Etant données et la gravité de la question et la circonspecte lenteur apportée jusqu'alors à la résoudre, la Chambre haute s'attendait à être consultée. Cependant le ministre, satisfait sans doute de la ratification sans restriction donnée par les députés, craignant peut-être de rencontrer ailleurs des objections plus sérieuses et de voir rouvrir une discussion sur certains points déjà critiqués au conseil supérieur, crut n'avoir plus de consultations à prendre. C'était son droit, et le Sénat n'a pu se plaindre que d'un manque de logique et de convenance à son égard: il ne s'agissait pas d'une loi à faire. Toujours est-il que, dans une lettre au président d'un congrès de professeurs qui devait se tenir pendant les vacances de Pâques, M. Leygues, parlant des réformes comme « approuvées par les Chambres », M. Joseph Fabre fit remarquer sans succès que le Sénat n'avait pas été pressenti, Nouvelle lettre au ministre, le 22 mai, d'un autre sénateur, M. Denoix. « J'ose espérer, disait-il, que les travaux auxquels se livre en ce moment le conseil supérieur ne seront suivis d'aucune décision de votre part, avant que le Sénat se soit prononcé sur un projet de réformes touchant à une question aussi importante que celle de l'enseignement secondaire ». Il ne lui fut fait aucune réponse. Signés le 31 mai, les décrets parurent à l'Officiel du 2 juin.

D'ailleurs, le Sénat ne garda pas rancune au ministre de l'instruction publique. Interpellé devant lui à ce sujet, ce dernier allégua le manque de temps et, malgré les protestations de MM. Wallon, de Lamarzelle et Fabre, cette explication fut déclarée suffisante, par 201 voix contre 46, à la séance du 9 juillet 1902.

Voici les grandes lignes du plan d'études, « la partie la plus importante de l'œuvre », dit la lettre ministérielle. Tout d'abord, l'enseignement classique et l'enseignement moderne continuent à co-exister en fait, mais ces dénominations de classique et moderne disparaissent. De l'opposition des noms étaient résultés, paraît-il, « de graves malentendus, une rivalité funeste » (1), qui ne se reproduiront plus, du moins le ministre l'espère, avec un enseignement secondaire divisé en sections diverses. Cet enseignement comporte une durée normale de sept années, afin de maintenir élevé le niveau des études, et est partagé en deux cycles de quatre et trois ans.

(1) Lettre du ministre au président de la commission, janvier 1902.
---------------
_EXERCICE PROPOSÉ 1_: Dans l'extrait sur la réforme de l'enseignement secondaire, par combien de voix le Sénat déclara-t-il suffisante l'explication du ministre ?
_EXERCICE PROPOSÉ 2_: Transcrivez le passage de l'extrait sur la réforme de l'enseignement secondaire qui commence par « D'ailleurs, le Sénat » et se poursuit jusqu'à « 9 juillet 1902. ».
---------------
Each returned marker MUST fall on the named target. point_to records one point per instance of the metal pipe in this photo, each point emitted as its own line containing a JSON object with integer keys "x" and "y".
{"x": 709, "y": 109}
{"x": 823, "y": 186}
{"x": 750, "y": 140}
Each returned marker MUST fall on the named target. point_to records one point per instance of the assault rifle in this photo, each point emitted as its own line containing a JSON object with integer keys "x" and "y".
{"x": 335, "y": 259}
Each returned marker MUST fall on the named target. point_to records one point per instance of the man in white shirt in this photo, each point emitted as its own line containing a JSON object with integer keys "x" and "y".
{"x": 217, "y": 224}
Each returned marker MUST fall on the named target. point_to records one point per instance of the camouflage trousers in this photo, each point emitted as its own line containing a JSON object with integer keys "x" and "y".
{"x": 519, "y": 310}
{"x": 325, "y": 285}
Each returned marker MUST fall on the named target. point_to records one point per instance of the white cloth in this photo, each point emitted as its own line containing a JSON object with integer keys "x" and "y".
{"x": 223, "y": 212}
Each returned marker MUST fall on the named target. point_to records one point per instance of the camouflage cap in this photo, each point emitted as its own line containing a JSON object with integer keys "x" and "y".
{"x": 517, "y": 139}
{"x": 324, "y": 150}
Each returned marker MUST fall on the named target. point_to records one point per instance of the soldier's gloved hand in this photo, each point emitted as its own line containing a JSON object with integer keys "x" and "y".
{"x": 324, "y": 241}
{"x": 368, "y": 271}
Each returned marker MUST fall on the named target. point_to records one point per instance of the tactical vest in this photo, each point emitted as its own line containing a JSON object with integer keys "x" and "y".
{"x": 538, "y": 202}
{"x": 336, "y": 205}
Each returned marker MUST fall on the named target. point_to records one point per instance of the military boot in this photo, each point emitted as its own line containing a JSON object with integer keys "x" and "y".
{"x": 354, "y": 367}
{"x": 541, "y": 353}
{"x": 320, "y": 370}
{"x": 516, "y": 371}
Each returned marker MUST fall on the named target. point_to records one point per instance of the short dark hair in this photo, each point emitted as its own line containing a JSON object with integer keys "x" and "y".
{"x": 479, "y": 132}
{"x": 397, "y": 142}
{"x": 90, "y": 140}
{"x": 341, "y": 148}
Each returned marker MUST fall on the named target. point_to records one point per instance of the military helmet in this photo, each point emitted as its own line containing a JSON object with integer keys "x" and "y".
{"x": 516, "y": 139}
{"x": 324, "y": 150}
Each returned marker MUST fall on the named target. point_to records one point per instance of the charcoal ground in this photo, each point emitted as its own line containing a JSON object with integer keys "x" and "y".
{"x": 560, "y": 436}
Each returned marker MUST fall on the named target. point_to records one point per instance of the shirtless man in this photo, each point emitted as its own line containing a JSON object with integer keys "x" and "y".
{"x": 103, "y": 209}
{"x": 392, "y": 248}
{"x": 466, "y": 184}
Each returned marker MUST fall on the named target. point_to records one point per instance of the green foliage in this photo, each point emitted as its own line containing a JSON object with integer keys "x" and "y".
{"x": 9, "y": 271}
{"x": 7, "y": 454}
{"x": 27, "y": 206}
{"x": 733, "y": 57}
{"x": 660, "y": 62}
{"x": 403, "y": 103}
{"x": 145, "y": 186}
---------------
_RÉSULTAT ATTENDU 1_: Par 201 voix contre 46.

_RÉSULTAT ATTENDU 2_:
D'ailleurs, le Sénat ne garda pas rancune au ministre de l'instruction publique. Interpellé devant lui à ce sujet, ce dernier allégua le manque de temps et, malgré les protestations de MM. Wallon, de Lamarzelle et Fabre, cette explication fut déclarée suffisante, par 201 voix contre 46, à la séance du 9 juillet 1902.